>> begin EXTRACTED RECORDS

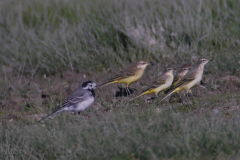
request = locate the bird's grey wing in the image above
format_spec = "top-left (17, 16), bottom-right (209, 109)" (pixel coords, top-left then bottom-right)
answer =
top-left (62, 92), bottom-right (84, 107)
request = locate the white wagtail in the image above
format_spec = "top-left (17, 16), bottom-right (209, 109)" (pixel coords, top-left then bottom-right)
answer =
top-left (38, 81), bottom-right (97, 122)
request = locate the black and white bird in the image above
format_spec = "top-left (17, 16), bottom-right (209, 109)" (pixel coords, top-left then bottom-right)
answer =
top-left (38, 81), bottom-right (97, 122)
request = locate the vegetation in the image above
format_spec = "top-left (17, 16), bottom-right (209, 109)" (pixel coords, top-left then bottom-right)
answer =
top-left (0, 0), bottom-right (240, 159)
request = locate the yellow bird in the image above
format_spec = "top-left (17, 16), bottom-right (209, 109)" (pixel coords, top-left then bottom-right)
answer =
top-left (131, 67), bottom-right (174, 101)
top-left (161, 59), bottom-right (209, 101)
top-left (99, 61), bottom-right (149, 93)
top-left (164, 64), bottom-right (192, 94)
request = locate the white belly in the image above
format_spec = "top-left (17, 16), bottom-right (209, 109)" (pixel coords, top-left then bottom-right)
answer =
top-left (65, 96), bottom-right (94, 112)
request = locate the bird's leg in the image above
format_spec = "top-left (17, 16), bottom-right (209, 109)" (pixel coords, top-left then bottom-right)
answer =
top-left (189, 94), bottom-right (196, 104)
top-left (199, 84), bottom-right (206, 89)
top-left (126, 86), bottom-right (131, 96)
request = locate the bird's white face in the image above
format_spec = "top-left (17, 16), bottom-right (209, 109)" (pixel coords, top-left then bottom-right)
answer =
top-left (199, 58), bottom-right (209, 65)
top-left (165, 67), bottom-right (174, 74)
top-left (82, 81), bottom-right (97, 90)
top-left (137, 61), bottom-right (148, 69)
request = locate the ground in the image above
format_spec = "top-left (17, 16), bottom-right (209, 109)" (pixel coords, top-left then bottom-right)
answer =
top-left (0, 0), bottom-right (240, 160)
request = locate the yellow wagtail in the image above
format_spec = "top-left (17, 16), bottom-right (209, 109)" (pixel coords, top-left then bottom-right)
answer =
top-left (164, 63), bottom-right (192, 94)
top-left (99, 61), bottom-right (148, 93)
top-left (130, 67), bottom-right (174, 101)
top-left (161, 59), bottom-right (209, 101)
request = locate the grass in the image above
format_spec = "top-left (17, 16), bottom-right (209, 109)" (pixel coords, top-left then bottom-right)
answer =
top-left (0, 0), bottom-right (240, 160)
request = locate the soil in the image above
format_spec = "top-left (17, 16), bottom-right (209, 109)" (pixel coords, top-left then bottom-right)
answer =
top-left (0, 70), bottom-right (240, 119)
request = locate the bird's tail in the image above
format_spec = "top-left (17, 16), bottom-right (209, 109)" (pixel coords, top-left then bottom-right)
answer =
top-left (161, 87), bottom-right (182, 102)
top-left (130, 90), bottom-right (153, 101)
top-left (97, 81), bottom-right (115, 88)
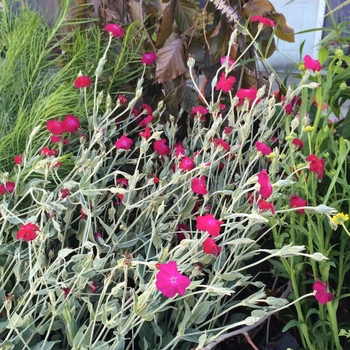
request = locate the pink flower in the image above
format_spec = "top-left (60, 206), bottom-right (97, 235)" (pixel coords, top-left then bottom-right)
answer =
top-left (258, 199), bottom-right (275, 214)
top-left (139, 126), bottom-right (151, 140)
top-left (303, 55), bottom-right (322, 72)
top-left (74, 75), bottom-right (92, 89)
top-left (255, 141), bottom-right (272, 156)
top-left (139, 114), bottom-right (153, 127)
top-left (62, 287), bottom-right (71, 299)
top-left (179, 156), bottom-right (195, 171)
top-left (115, 135), bottom-right (133, 150)
top-left (220, 56), bottom-right (235, 68)
top-left (156, 261), bottom-right (191, 298)
top-left (153, 139), bottom-right (171, 156)
top-left (215, 72), bottom-right (236, 92)
top-left (306, 154), bottom-right (325, 179)
top-left (175, 224), bottom-right (190, 242)
top-left (62, 114), bottom-right (80, 132)
top-left (191, 175), bottom-right (208, 195)
top-left (174, 141), bottom-right (186, 158)
top-left (203, 237), bottom-right (221, 256)
top-left (191, 106), bottom-right (208, 121)
top-left (292, 137), bottom-right (304, 149)
top-left (196, 214), bottom-right (224, 237)
top-left (46, 119), bottom-right (65, 135)
top-left (60, 188), bottom-right (70, 198)
top-left (250, 16), bottom-right (276, 27)
top-left (141, 52), bottom-right (157, 66)
top-left (236, 86), bottom-right (258, 101)
top-left (312, 279), bottom-right (334, 304)
top-left (104, 23), bottom-right (124, 37)
top-left (258, 169), bottom-right (272, 199)
top-left (5, 181), bottom-right (16, 193)
top-left (213, 139), bottom-right (231, 152)
top-left (16, 222), bottom-right (39, 242)
top-left (13, 154), bottom-right (23, 165)
top-left (289, 194), bottom-right (307, 214)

>> end EXTRACTED RECORDS

STATED GOAL |
Replace "in the image above" with "in the picture shown" everywhere it appears and give all of the records again, leaving everything else unchanged. Omit the pictures from your answer.

TASK RESPONSE |
request = locate the bird's grey wing in the picture shown
format_spec = "top-left (17, 16), bottom-right (209, 109)" (pixel coords, top-left then bottom-right)
answer =
top-left (62, 92), bottom-right (84, 107)
request = locate the white wagtail in the picture shown
format_spec = "top-left (17, 16), bottom-right (209, 109)" (pixel coords, top-left then bottom-right)
answer =
top-left (38, 81), bottom-right (97, 122)
request = locate the black and white bird in the picture shown
format_spec = "top-left (17, 16), bottom-right (209, 109)" (pixel coords, top-left then bottom-right)
answer =
top-left (38, 81), bottom-right (97, 122)
request = locate the vegetation in the picture shown
format_spec = "top-left (17, 16), bottom-right (209, 109)" (pixel coords, top-left then bottom-right)
answer =
top-left (0, 0), bottom-right (240, 159)
request = locate the yellow bird in the picture shown
format_spec = "top-left (17, 16), bottom-right (209, 109)" (pixel coords, top-left then bottom-right)
answer =
top-left (131, 67), bottom-right (174, 101)
top-left (161, 59), bottom-right (209, 101)
top-left (99, 61), bottom-right (149, 93)
top-left (164, 64), bottom-right (192, 94)
request = locate the white belly in the picture shown
format_spec = "top-left (17, 16), bottom-right (209, 109)" (pixel coords, top-left then bottom-right)
answer =
top-left (65, 96), bottom-right (94, 112)
request = locate the bird's leg in the picture shown
format_spec = "top-left (17, 16), bottom-right (209, 109)" (pixel coords, top-left then bottom-right)
answer =
top-left (189, 94), bottom-right (196, 104)
top-left (199, 84), bottom-right (206, 89)
top-left (126, 86), bottom-right (131, 96)
request = locate the bird's white face in the picture shown
format_spec = "top-left (17, 16), bottom-right (209, 109)" (pixel coords, top-left then bottom-right)
answer =
top-left (199, 58), bottom-right (209, 65)
top-left (165, 67), bottom-right (174, 74)
top-left (82, 81), bottom-right (97, 90)
top-left (137, 61), bottom-right (148, 69)
request = locate the ground in the picture shown
format_spec = "top-left (17, 16), bottom-right (209, 109)" (pixel coords, top-left then bottom-right)
answer =
top-left (0, 0), bottom-right (240, 160)
request = locate the yellow wagtail in the picture shown
format_spec = "top-left (17, 16), bottom-right (209, 109)" (pixel coords, top-left then bottom-right)
answer =
top-left (164, 63), bottom-right (192, 94)
top-left (99, 61), bottom-right (148, 93)
top-left (130, 67), bottom-right (174, 101)
top-left (161, 59), bottom-right (209, 101)
request = locate the grass in the picture shown
format_spec = "top-left (17, 16), bottom-right (209, 109)" (pixel coords, top-left then bottom-right)
answer =
top-left (0, 0), bottom-right (240, 160)
request = locate the soil in the picture shown
format_spec = "top-left (17, 16), bottom-right (209, 109)" (pixel coords, top-left then bottom-right)
answer =
top-left (0, 70), bottom-right (240, 119)
request = locate the bird's tail in the picture shown
format_spec = "top-left (17, 16), bottom-right (209, 109)" (pixel coords, top-left then bottom-right)
answer =
top-left (161, 87), bottom-right (182, 102)
top-left (130, 90), bottom-right (153, 101)
top-left (97, 81), bottom-right (115, 88)
request = locate the pink flower in the picture shown
format_spec = "top-left (60, 206), bottom-right (97, 235)" (pixel coords, top-left then bottom-right)
answer =
top-left (258, 199), bottom-right (275, 214)
top-left (139, 126), bottom-right (151, 140)
top-left (303, 55), bottom-right (322, 72)
top-left (74, 75), bottom-right (92, 89)
top-left (255, 141), bottom-right (272, 156)
top-left (139, 114), bottom-right (153, 127)
top-left (62, 287), bottom-right (71, 299)
top-left (179, 156), bottom-right (195, 171)
top-left (115, 135), bottom-right (133, 150)
top-left (220, 56), bottom-right (235, 68)
top-left (156, 261), bottom-right (191, 298)
top-left (153, 139), bottom-right (171, 156)
top-left (215, 72), bottom-right (236, 92)
top-left (306, 154), bottom-right (325, 179)
top-left (175, 224), bottom-right (190, 242)
top-left (62, 114), bottom-right (80, 132)
top-left (191, 175), bottom-right (208, 195)
top-left (174, 141), bottom-right (186, 158)
top-left (203, 237), bottom-right (221, 256)
top-left (191, 106), bottom-right (208, 121)
top-left (292, 137), bottom-right (304, 149)
top-left (196, 214), bottom-right (224, 237)
top-left (46, 119), bottom-right (65, 135)
top-left (60, 188), bottom-right (70, 198)
top-left (250, 16), bottom-right (276, 27)
top-left (141, 52), bottom-right (157, 66)
top-left (236, 86), bottom-right (258, 101)
top-left (312, 279), bottom-right (334, 304)
top-left (104, 23), bottom-right (124, 37)
top-left (258, 169), bottom-right (272, 199)
top-left (5, 181), bottom-right (16, 193)
top-left (213, 139), bottom-right (231, 152)
top-left (16, 222), bottom-right (39, 242)
top-left (13, 154), bottom-right (23, 165)
top-left (289, 194), bottom-right (307, 214)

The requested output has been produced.